── SEITENAUSZUG

Sie hatte immer schon mal Kundengespräche geführt, aber das war dann doch eher nur so das Notwendigste und wir mußten viel nacharbeiten.

Zu Frau Moembris hatte Antonia aber einen guten Draht, wie man so sagt, das konnte man gleich merken, die beiden Frauen verstanden sich auf Anhieb.
Das hat sicherlich dazu beigetragen, daß Antonia bei dem Vorsorgegespräch so gut voran gekommen war.

Es sind seinerzeit bestimmt ein oder zwei Jahre ins Land gegangen und ich hatte Frau Moembris schon fast wieder vergessen, da saß ich so gemütlich vor meiner Lieblingseisdiele und aß mein Lieblingseis, nämlich ein Spaghettieis ohne Kokosstreusel.
Das Eiscafé liegt an der Hauptstraße und man kann schön den Leuten zugucken, das mache ich sehr gerne.
Wenn man die Hauptstraße entlang sah, konnte man kurz vor der Kurve das Altenheim St. Marien sehen und auf einmal sah ich, wie jemand einen Rollstuhl mit einer gebrechlichen, gekrümmten alten Frau von der Einfahrt auf die Straße schob und dann anfing zu rennen.

────

▸ ARBEITSSCHRITT: Welches Eis wird im Seitenauszug als Lieblingseis der erzählenden Person angegeben?

── QUELLDATEN

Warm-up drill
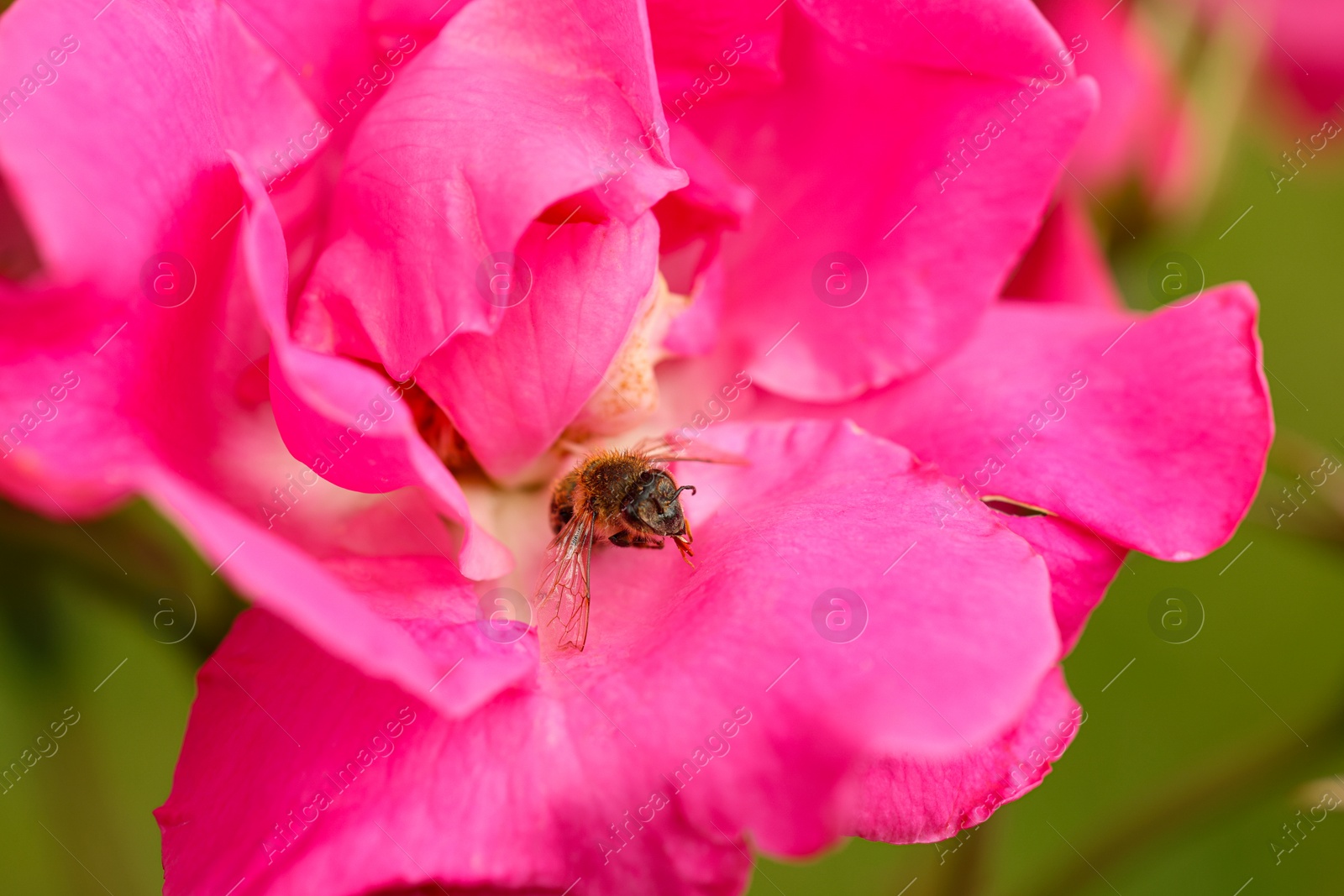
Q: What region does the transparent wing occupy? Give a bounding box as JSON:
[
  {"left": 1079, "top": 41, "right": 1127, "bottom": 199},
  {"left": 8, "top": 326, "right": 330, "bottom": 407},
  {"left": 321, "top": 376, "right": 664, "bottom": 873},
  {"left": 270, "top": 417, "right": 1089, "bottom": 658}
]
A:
[{"left": 536, "top": 513, "right": 596, "bottom": 650}]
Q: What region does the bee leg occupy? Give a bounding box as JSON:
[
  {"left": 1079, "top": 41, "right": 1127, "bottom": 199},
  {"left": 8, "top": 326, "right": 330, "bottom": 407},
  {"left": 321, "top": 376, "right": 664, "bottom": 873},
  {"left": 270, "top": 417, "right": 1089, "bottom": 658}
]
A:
[{"left": 607, "top": 529, "right": 663, "bottom": 551}]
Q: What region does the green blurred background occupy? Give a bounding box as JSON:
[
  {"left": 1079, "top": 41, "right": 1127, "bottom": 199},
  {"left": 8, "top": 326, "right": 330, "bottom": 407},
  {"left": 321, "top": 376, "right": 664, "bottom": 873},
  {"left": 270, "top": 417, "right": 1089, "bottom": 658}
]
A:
[{"left": 0, "top": 3, "right": 1344, "bottom": 896}]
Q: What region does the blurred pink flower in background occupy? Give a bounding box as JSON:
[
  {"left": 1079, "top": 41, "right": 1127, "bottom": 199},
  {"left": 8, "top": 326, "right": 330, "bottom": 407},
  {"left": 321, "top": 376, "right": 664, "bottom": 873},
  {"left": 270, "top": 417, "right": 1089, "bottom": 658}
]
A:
[{"left": 0, "top": 0, "right": 1272, "bottom": 896}]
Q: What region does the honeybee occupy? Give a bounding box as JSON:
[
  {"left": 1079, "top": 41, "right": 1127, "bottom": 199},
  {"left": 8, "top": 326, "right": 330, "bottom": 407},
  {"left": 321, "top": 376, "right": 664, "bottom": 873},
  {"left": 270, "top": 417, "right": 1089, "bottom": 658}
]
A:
[{"left": 538, "top": 439, "right": 744, "bottom": 650}]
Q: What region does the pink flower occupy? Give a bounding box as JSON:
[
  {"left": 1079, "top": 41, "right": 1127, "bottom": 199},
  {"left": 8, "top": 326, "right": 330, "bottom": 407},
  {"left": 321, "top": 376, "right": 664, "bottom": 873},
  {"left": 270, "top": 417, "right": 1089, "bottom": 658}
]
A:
[
  {"left": 1039, "top": 0, "right": 1196, "bottom": 203},
  {"left": 1191, "top": 0, "right": 1344, "bottom": 113},
  {"left": 0, "top": 0, "right": 1272, "bottom": 896}
]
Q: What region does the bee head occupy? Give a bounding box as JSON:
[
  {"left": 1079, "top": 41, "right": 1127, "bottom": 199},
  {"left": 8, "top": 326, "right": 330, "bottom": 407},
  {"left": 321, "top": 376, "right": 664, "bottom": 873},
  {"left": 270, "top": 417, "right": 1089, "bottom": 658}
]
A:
[{"left": 622, "top": 470, "right": 695, "bottom": 536}]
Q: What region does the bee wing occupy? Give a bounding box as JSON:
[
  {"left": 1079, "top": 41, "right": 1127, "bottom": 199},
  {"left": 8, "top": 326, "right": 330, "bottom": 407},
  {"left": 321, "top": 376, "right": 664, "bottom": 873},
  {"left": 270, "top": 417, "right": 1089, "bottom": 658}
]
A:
[
  {"left": 538, "top": 513, "right": 596, "bottom": 650},
  {"left": 630, "top": 434, "right": 751, "bottom": 466}
]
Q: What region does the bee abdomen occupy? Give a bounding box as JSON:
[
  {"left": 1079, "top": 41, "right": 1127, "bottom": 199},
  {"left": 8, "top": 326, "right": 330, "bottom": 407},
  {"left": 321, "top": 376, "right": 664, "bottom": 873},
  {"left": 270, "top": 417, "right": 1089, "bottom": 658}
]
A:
[{"left": 551, "top": 470, "right": 580, "bottom": 535}]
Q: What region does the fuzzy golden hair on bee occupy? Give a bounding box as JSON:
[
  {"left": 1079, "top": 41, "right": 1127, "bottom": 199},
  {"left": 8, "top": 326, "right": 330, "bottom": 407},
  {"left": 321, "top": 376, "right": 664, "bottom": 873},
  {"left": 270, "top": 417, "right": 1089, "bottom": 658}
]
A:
[{"left": 538, "top": 439, "right": 744, "bottom": 650}]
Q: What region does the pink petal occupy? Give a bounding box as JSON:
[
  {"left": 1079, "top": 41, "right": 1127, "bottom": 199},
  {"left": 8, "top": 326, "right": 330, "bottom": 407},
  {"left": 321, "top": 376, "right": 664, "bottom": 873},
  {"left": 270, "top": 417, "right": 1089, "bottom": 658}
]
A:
[
  {"left": 1004, "top": 516, "right": 1129, "bottom": 659},
  {"left": 0, "top": 0, "right": 318, "bottom": 296},
  {"left": 648, "top": 0, "right": 784, "bottom": 97},
  {"left": 297, "top": 0, "right": 685, "bottom": 379},
  {"left": 685, "top": 7, "right": 1095, "bottom": 401},
  {"left": 0, "top": 157, "right": 516, "bottom": 713},
  {"left": 1042, "top": 0, "right": 1180, "bottom": 190},
  {"left": 848, "top": 285, "right": 1273, "bottom": 560},
  {"left": 419, "top": 212, "right": 659, "bottom": 477},
  {"left": 800, "top": 0, "right": 1067, "bottom": 78},
  {"left": 235, "top": 150, "right": 509, "bottom": 579},
  {"left": 160, "top": 423, "right": 1059, "bottom": 896},
  {"left": 851, "top": 669, "right": 1086, "bottom": 853},
  {"left": 1004, "top": 191, "right": 1125, "bottom": 309}
]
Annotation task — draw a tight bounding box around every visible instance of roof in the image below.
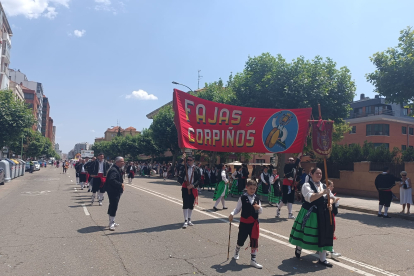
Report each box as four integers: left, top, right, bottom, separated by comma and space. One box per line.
125, 127, 137, 131
106, 126, 123, 132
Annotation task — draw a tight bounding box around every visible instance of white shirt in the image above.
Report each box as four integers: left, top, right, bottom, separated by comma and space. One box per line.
302, 182, 335, 203
231, 193, 263, 216
185, 165, 195, 184
231, 171, 237, 179
221, 170, 229, 184
260, 172, 272, 184
98, 160, 104, 173
269, 174, 279, 184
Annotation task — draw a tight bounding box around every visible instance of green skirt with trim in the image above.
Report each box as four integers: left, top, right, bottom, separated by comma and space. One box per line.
230, 179, 243, 195
289, 208, 332, 251
257, 183, 272, 196
213, 181, 229, 201
269, 185, 282, 204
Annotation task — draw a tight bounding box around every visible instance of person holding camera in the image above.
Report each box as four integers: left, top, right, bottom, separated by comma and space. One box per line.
400, 171, 413, 215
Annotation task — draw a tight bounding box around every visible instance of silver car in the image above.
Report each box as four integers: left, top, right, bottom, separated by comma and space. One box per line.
33, 161, 40, 171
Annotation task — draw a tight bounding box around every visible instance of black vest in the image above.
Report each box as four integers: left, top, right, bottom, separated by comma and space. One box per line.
262, 173, 270, 185
240, 194, 260, 220
302, 180, 328, 212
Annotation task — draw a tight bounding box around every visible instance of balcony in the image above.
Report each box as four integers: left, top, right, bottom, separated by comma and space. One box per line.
3, 32, 11, 47
348, 109, 395, 119
1, 45, 10, 63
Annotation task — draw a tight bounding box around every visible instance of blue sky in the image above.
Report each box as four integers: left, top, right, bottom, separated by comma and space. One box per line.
1, 0, 414, 152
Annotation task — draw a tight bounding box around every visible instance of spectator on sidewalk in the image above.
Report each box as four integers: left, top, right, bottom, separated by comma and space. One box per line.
400, 171, 413, 215
105, 156, 125, 231
375, 167, 401, 218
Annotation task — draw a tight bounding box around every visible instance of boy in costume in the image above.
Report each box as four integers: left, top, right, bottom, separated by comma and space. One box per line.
229, 180, 263, 269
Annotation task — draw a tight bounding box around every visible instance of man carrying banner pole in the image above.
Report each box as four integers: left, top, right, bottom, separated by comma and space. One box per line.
178, 153, 200, 229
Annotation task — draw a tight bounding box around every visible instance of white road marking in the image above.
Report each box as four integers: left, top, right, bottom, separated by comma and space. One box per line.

────

▸ ERGEBNIS: Ein Spaghettieis ohne Kokosstreusel.